# Problem
Rewrite the stretch of rows from the one containing "In this exercise you will indicate the blue" through the end of the rows, keeping the requests unchanged. Multiply every coordinate in the answers by 0.35 and round to a whole number, with halves going up.
======
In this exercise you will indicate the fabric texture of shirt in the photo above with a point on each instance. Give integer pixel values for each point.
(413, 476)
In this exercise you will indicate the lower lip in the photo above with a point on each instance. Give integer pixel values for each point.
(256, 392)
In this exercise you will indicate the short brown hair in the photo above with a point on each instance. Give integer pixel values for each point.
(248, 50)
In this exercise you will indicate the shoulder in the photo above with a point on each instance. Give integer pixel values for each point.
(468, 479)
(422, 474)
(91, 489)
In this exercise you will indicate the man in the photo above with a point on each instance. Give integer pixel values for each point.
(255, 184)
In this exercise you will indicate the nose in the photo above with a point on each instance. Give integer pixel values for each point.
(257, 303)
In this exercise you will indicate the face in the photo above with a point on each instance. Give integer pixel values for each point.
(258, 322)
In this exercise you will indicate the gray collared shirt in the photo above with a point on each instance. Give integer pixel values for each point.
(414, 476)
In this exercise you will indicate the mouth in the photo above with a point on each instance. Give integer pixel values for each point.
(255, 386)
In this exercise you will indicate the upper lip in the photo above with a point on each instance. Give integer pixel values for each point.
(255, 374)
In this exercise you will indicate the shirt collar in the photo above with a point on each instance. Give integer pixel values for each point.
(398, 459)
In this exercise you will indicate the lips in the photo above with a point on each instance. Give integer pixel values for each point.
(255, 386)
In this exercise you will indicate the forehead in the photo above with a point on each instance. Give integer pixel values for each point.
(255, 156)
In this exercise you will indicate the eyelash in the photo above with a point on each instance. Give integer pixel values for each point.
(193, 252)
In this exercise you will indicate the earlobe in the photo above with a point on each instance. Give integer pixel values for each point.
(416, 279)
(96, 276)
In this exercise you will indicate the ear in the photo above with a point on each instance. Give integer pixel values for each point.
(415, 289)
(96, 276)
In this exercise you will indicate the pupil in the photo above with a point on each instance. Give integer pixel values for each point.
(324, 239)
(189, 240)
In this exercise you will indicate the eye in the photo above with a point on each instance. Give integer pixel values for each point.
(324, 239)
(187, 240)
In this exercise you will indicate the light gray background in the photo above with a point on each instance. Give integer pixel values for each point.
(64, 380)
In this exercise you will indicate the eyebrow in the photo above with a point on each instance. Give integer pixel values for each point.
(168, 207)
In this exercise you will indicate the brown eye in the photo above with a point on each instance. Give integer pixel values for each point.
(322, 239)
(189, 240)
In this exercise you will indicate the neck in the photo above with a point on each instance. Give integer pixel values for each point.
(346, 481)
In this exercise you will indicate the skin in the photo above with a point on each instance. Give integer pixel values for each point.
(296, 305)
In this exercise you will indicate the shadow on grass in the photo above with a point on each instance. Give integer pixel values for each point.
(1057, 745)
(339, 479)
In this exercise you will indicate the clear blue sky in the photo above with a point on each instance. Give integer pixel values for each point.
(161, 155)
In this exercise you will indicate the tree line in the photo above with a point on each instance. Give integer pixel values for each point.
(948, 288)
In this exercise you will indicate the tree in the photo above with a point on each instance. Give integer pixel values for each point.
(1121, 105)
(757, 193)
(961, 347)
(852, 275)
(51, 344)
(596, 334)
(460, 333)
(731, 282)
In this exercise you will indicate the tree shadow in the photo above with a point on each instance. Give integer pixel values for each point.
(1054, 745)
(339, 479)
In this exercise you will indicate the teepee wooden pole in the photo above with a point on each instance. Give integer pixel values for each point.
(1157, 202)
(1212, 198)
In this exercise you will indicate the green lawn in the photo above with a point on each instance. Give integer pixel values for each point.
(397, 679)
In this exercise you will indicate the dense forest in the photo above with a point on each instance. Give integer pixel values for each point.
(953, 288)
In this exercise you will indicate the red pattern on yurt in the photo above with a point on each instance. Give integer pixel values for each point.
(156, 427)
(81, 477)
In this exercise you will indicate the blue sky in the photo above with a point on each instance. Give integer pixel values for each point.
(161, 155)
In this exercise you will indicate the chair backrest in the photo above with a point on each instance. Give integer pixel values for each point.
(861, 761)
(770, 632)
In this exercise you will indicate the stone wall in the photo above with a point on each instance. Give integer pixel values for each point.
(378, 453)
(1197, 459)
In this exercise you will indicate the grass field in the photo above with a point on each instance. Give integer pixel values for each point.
======
# Task response
In this exercise you will indicate the blue sky in the photo above with a point on each instance. Give integer pixel values for each point.
(56, 54)
In this exercise you will indicate the chair backrest in the photo above with a point on each instance. Give integer pixel values for each point.
(301, 266)
(270, 221)
In this exercise you will indicate the stone wall in the photo above with a point on each instance. Give integer pixel values for each point.
(132, 159)
(419, 161)
In this exercise you will indicate the grass field in the photo above with a point on each instance. Give integer pixel values for each point.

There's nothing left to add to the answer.